§ **待完成任务**: 更新下面的材料：把其中的“fallen tree trunk”全部替换为“fallen log”，其余各行保持原样，完整写出。

§ **本题材料**:
- - - - -
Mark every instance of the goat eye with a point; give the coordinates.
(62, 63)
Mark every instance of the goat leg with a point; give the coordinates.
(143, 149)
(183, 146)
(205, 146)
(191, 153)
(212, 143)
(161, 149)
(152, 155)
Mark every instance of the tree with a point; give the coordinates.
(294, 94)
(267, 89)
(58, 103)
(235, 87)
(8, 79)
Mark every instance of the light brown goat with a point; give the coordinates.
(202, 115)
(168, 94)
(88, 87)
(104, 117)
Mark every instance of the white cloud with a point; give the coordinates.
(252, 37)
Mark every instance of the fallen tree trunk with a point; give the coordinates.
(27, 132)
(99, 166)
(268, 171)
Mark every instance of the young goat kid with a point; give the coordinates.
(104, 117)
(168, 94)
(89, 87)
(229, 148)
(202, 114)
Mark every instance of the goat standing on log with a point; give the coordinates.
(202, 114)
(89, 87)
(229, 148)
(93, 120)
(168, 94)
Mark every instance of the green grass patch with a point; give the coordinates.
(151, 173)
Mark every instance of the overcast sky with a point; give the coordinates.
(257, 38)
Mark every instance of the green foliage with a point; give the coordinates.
- - - - -
§ **问题解答**:
Mark every instance of the goat eye with a point; give the coordinates.
(62, 63)
Mark every instance of the goat leg with a point; give the coordinates.
(143, 149)
(183, 146)
(205, 146)
(191, 153)
(212, 143)
(161, 149)
(152, 155)
Mark every instance of the tree with a point; give the coordinates.
(294, 94)
(267, 89)
(58, 103)
(235, 87)
(8, 79)
Mark every instance of the light brown goat with a point; give the coordinates.
(202, 115)
(168, 94)
(88, 87)
(104, 117)
Mark every instance of the white cloud with a point; give the coordinates.
(252, 37)
Mark every instance of the fallen log with a point; give the coordinates.
(27, 132)
(99, 166)
(268, 171)
Mark every instance of the young goat kid with a point; give the coordinates.
(104, 117)
(168, 94)
(89, 87)
(229, 148)
(202, 114)
Mark every instance of the goat standing on log with a point; give the coordinates.
(202, 114)
(89, 87)
(229, 148)
(93, 120)
(168, 94)
Mark every instance of the green grass patch with a point; give the coordinates.
(151, 173)
Mark every instance of the overcast sky with a point; give the coordinates.
(257, 38)
Mark every instance of the green foliage with a point; give the coordinates.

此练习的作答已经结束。